#### Task statement:
Where "brick" occurs in a line of the entries below, copy that line.

#### Data provided:

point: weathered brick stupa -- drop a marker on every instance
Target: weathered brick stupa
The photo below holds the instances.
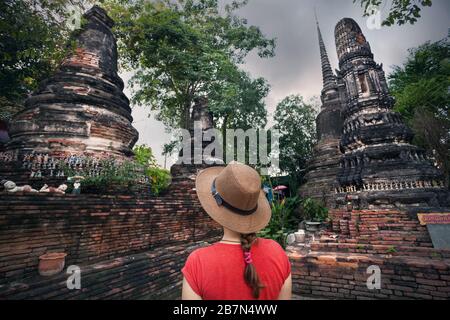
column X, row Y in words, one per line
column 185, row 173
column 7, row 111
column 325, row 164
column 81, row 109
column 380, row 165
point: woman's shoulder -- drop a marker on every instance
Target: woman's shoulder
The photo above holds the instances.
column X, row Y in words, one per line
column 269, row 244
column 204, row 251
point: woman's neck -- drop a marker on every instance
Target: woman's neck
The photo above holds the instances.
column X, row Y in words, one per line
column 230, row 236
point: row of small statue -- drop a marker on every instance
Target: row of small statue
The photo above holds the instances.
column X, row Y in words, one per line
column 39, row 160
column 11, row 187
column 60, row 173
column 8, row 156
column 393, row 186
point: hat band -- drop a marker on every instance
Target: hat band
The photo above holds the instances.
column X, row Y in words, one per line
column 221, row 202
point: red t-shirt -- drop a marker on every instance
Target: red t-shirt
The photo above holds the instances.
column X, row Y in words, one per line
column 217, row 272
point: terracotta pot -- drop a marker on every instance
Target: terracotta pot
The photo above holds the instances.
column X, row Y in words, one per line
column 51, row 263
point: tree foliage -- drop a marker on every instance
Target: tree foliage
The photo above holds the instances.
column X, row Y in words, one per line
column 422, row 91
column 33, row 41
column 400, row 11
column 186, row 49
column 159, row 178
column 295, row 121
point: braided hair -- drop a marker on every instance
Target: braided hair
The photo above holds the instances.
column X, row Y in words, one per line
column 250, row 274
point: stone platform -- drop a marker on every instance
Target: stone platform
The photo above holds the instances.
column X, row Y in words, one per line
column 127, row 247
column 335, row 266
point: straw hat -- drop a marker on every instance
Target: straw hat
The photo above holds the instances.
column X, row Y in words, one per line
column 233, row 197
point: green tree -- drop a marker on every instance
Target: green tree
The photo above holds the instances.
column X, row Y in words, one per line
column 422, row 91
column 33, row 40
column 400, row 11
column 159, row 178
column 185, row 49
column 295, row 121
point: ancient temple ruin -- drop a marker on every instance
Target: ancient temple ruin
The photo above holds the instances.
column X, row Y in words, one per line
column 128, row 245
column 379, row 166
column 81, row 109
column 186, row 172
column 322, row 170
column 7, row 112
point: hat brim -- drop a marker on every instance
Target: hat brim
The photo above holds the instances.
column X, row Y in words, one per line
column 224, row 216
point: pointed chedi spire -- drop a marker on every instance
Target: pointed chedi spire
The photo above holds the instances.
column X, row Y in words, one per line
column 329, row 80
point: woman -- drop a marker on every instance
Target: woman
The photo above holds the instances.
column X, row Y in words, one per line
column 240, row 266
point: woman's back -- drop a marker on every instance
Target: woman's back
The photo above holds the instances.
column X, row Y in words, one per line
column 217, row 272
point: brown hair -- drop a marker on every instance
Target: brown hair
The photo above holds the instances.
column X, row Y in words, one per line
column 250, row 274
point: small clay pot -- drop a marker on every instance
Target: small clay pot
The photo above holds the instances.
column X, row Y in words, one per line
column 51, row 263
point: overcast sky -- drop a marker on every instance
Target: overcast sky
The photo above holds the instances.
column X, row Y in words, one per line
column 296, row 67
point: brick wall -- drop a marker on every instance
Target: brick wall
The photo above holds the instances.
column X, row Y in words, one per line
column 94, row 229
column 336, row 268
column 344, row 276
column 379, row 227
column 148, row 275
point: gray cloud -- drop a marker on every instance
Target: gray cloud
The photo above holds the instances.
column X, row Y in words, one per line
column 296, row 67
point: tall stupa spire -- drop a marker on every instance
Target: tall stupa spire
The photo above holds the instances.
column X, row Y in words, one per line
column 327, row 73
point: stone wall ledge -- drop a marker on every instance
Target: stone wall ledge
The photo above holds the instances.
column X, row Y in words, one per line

#### Solution for this exercise:
point: weathered brick stupa -- drop a marker on every instance
Target: weathered brick stupa
point: brick wall -- drop a marker on every instance
Target: brick wall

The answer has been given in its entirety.